> _Task to complete_: Can you repeat the lines below verbatim, from the one containing "# Detect every instance of asphalt" through the one containing "[97,46,130,79]", including both of those and nothing else?

> _Extracted information_:
━━━

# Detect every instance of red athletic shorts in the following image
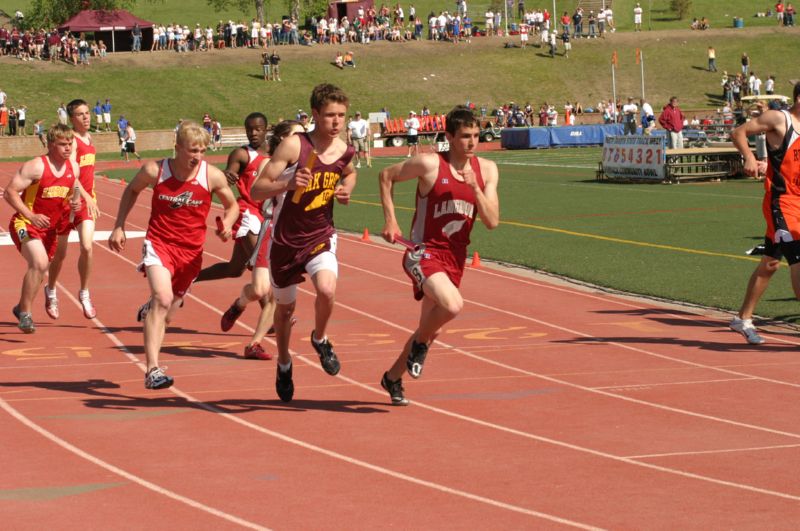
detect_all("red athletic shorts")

━━━

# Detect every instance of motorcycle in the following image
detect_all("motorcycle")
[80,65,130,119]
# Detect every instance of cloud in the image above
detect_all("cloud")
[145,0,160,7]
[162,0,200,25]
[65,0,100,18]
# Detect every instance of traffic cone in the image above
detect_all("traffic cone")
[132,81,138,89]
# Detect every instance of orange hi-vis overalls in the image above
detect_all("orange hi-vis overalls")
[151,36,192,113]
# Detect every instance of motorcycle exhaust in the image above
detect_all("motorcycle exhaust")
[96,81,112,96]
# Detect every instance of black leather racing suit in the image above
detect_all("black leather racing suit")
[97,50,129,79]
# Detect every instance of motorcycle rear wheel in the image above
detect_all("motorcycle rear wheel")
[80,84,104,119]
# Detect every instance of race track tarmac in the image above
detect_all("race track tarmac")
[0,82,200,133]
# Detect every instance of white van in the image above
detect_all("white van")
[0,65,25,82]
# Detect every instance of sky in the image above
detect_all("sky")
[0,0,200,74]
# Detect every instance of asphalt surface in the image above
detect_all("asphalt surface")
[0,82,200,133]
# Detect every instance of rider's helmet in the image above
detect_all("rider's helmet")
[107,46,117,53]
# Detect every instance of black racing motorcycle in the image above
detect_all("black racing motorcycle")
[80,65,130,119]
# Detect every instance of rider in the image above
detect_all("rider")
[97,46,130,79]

━━━

> _Solution for this exercise_:
# Detect every instance of asphalt surface in the image above
detect_all("asphalt surface")
[0,82,200,133]
# Detect every instance of rider's helmet in the image above
detect_all("rider's helmet")
[107,46,117,53]
# Detect every instance of black racing motorcycle in the image above
detect_all("black racing motorcycle")
[80,65,130,119]
# Detect every instance of rider in the image above
detect_all("rider")
[97,46,130,79]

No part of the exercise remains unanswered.